### What you will do:
(a) According to the passage about The Fault in Our Stars, why does Hazel lead a simple life? Answer in one to three sentences.
(b) Reproduce word for word everything in the passage about The Fault in Our Stars from "The Fault in Our Stars stars" down to "at any moment.".

### Extract to read:
####################

The Fault in Our Stars stars Shailene Woodley as Hazel. She is a 16-year-old girl who has been fighting cancer to the point of death for the last few years. After being miscast in Divergent, Shailene Woodley shines as the less-than-positive Hazel who leads a simple life due to her disease. This isn’t a film where the disease is hidden from the world in a pretty Mandy Moore like shell. Hazel looks as if she hasn’t slept for days as she drags her oxygen tank behind her. Woodley’s narrations about life concerning her disease, family, lack of friends and especially her take on funerals are the strongest parts of The Fault in Our Stars. Woodley makes you buy into the emotions of the sheltered teenager who knows the reaper could come at any moment.

####################

### Information supplied:

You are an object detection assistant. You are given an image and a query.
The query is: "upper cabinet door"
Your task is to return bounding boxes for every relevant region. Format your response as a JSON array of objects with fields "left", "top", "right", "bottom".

####################

### Results of the tasks:
(a) Hazel leads a simple life because of her disease. She is a 16-year-old who has been fighting cancer to the point of death for the last few years.

(b)
The Fault in Our Stars stars Shailene Woodley as Hazel. She is a 16-year-old girl who has been fighting cancer to the point of death for the last few years. After being miscast in Divergent, Shailene Woodley shines as the less-than-positive Hazel who leads a simple life due to her disease. This isn’t a film where the disease is hidden from the world in a pretty Mandy Moore like shell. Hazel looks as if she hasn’t slept for days as she drags her oxygen tank behind her. Woodley’s narrations about life concerning her disease, family, lack of friends and especially her take on funerals are the strongest parts of The Fault in Our Stars. Woodley makes you buy into the emotions of the sheltered teenager who knows the reaper could come at any moment.